Distinguished members of the Parliamentary Assembly, you are the best experts on your forum. In the dialogue that follows my speech, I would be particularly interested to hear your concrete ideas about a possible way forward.

The PRESIDENT (interpretation)

Thank you very much, President, for your speech, which was of great interest to the members of our Assembly. A large number of colleagues have expressed their desire to put questions to you. I remind members that questions must last only 30 seconds, not more, and that they must ask a question, not make a speech.

The first question is by Mr Vareikis on behalf of the Group of the European People’s Party.

Mr VAREIKIS (Lithuania), spokesperson for the Group of the European People’s Party

Mr President, people of my generation remember that, during the Cold War, Finland was the place where West met East. The Helsinki process was very important in ensuring world peace. We are now talking about a new Cold War. Perhaps it is time for Finland again to start global diplomatic efforts for world peace.

Mr Niinistö, President of Finland

Many people now say that we face similar circumstances to those that we saw during the decades of the Cold War. Someone has even said that we face an ice-cold war. Finland appreciates and respects dialogue, and we are trying to enhance that all the time. Last week, I had the opportunity to meet President Xi of China, and I have also met President Trump and President Putin recently. The world order has changed. I mention those three gentlemen, but we others – 7 billion of us – depend on what they think and how they handle their policies. However, those others can also have an influence through dialogue – by telling them what we think, and hoping we return fully to a rules-based order, which has been beneficial for every human being – including in this Parliamentary Assembly, every time you meet.

Mr ÇEVİKÖZ (Turkey), Spokesperson for the Socialists, Democrats and Greens Group

Finland is a direct neighbour of Russia, and the two have good neighbourly relations. Do you think you have an opportunity to contribute to the resolution of the current crisis in relations between the Council of Europe and Russia? Soon after Finland leaves the Chair of the Committee of Ministers in the Council of Europe it will take the presidency of the European Union. In view of this double role, what are your plans to develop co-ordination between the two organisations?

Mr Niinistö, President of Finland

Yes, we have a big neighbour, and I have already said that we want to have dialogue. Finland also has a dialogue, as I do personally, with the Ukrainian President Poroshenko. There is only one aim for Finland: trying to have a dialogue and thus enhancing the peace, which is most important for all of us.

We also chair the Arctic Council at the moment, so this is a year of three presidencies for Finland. The visit of our Foreign Minister yesterday and my visit today has opened our eyes to the fact that the Council of Europe and the European Union have a lot in common. Like you said, we are a player now, with our presidency of the European Union starting mid-year. This is a good lesson for us, too. Your idea about trying to enhance co-operation between the institutions is a good one that I gladly support.

Raw records:
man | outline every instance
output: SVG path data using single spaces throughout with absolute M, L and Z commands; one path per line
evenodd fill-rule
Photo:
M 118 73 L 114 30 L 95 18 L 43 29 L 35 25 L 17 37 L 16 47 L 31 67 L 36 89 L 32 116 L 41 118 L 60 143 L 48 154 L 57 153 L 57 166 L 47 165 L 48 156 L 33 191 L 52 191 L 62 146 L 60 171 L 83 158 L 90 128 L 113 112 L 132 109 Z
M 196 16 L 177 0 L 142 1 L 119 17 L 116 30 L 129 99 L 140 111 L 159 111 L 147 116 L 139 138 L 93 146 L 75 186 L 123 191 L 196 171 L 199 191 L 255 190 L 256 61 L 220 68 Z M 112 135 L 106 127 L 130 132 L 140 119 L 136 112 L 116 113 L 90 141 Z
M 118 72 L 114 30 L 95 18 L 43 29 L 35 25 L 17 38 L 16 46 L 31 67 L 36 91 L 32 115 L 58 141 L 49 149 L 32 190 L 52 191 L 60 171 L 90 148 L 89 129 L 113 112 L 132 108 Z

What this exercise asks:
A: Set down the stretch of the Assembly debate with the President of Finland from "Thank you very" through "European People’s Party.".
B: Reproduce the entries from their start through the line containing "M 118 73 L 114", requests included, offsetting every coordinate in the answers by 39.

Solved tasks:
A:
Thank you very much, President, for your speech, which was of great interest to the members of our Assembly. A large number of colleagues have expressed their desire to put questions to you. I remind members that questions must last only 30 seconds, not more, and that they must ask a question, not make a speech.

The first question is by Mr Vareikis on behalf of the Group of the European People’s Party.

B:
man | outline every instance
output: SVG path data using single spaces throughout with absolute M, L and Z commands; one path per line
evenodd fill-rule
Photo:
M 157 112 L 153 69 L 134 57 L 82 68 L 74 64 L 56 76 L 55 86 L 70 106 L 75 128 L 71 155 L 80 157 L 99 182 L 87 193 L 96 192 L 96 205 L 86 204 L 87 195 L 72 230 L 91 230 L 101 185 L 99 210 L 122 197 L 129 167 L 152 151 L 171 148 Z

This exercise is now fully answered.